This has to do with a standard IRA and taking the minimum required distribution at 70 and a half.  I turned 70 September of last year.  If I understand the rules in listening to you, your show and what is required, I do not need the money to live on due to a good pension and Social Security.  Is my understanding that I can put it off and take it in 2018?

 

Right.

 

Yeah, and then, but, that year I have to take another one before <?>.  So in other words, in 2018, I have to take two minimum required distributions.

 

Right, and if you defer this year, it has to be done no later than April 1st of 2018.

 

Yes, that’s what I wanted to make sure <?>, it’s before tax day.  So, yeah, okay, that’s what I need to know.

 

Actually, you just said something important there.  It has nothing to do with tax day.  It’s April 1st, not April 15th.

 

Oh, April 1st.  Okay.

 

April 1st of 2018 if you defer this year’s requested minimum distribution.

 

That’s what I’m going to do.

 

Alright, then, mid March, just to be safe, I would be sure I do my 2017 required minimum distribution.

 

Yeah, I’ll go ahead and send the information into the IRA people.  Okay.

 

Alright, thanks for the call.  Jerry in Winter Park, thanks so much for your phone call.  If you want Jerry’s line, it’s 844-220-0965.  We also have some texts we see on the text machine.  We’ll get to those questions right after latest news, weather and traffic with Dave Walsh.  We are planning tomorrow today with the Certified Financial Group on News 96.5 WDBO.
________________
• Written exercise 1:
In the call transcript, by what date must the deferred minimum distribution be taken?
________________
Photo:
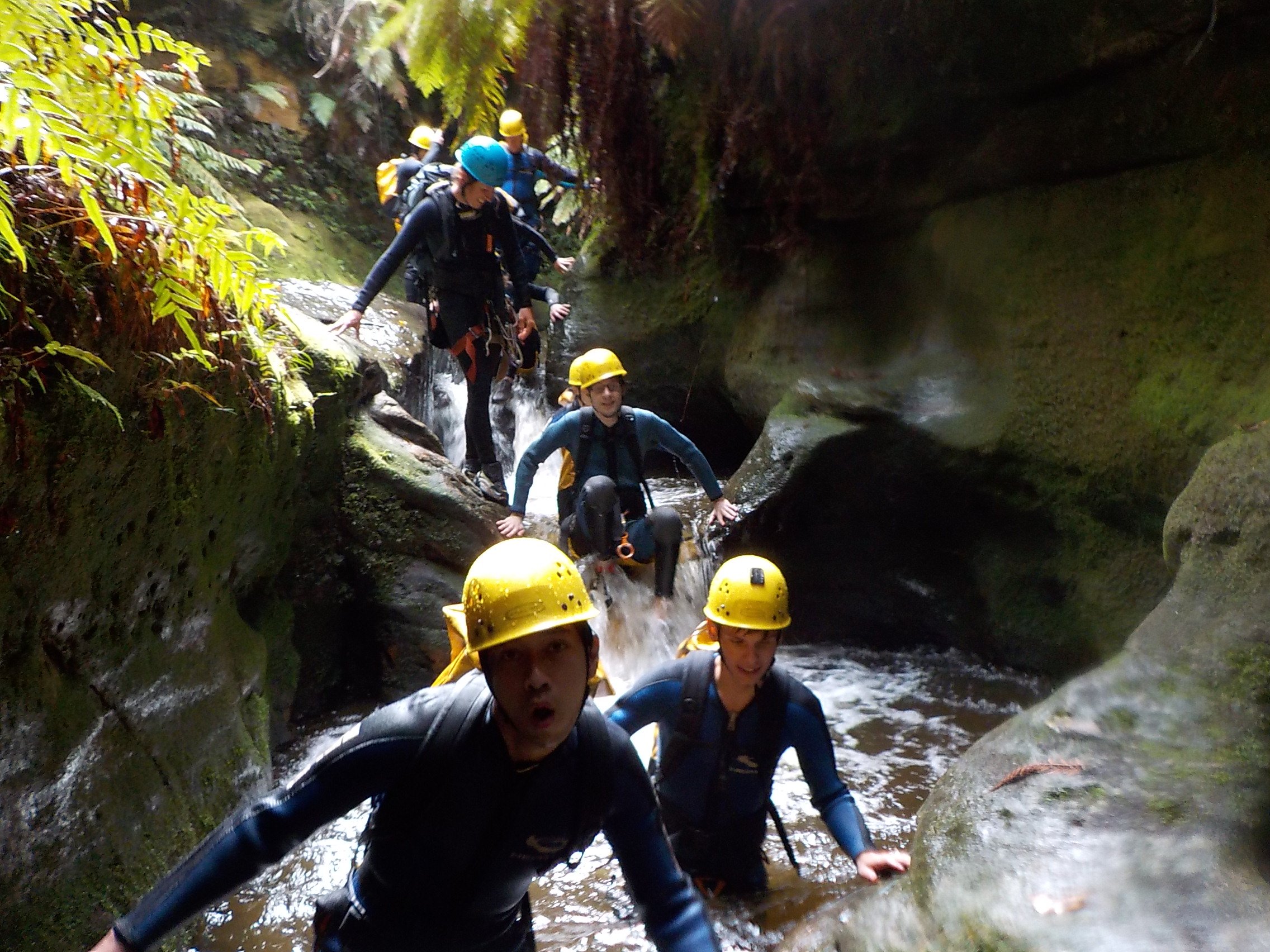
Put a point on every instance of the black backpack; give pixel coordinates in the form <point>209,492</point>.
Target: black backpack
<point>418,187</point>
<point>632,498</point>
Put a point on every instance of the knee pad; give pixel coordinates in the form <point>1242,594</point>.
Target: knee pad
<point>667,526</point>
<point>600,492</point>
________________
• Written exercise 2:
Rewrite the records with "knee pad" switched to "elbow pad" everywhere it occurs and all else unchanged. Omit the pictures from your answer.

• Written reply 1:
April 1st of 2018.

• Written reply 2:
Photo:
Put a point on every instance of the black backpack; give pixel coordinates in the form <point>209,492</point>.
Target: black backpack
<point>418,187</point>
<point>632,498</point>
Put a point on every instance of the elbow pad; give pixel coordinates in the form <point>1242,594</point>.
Target: elbow pad
<point>667,526</point>
<point>600,492</point>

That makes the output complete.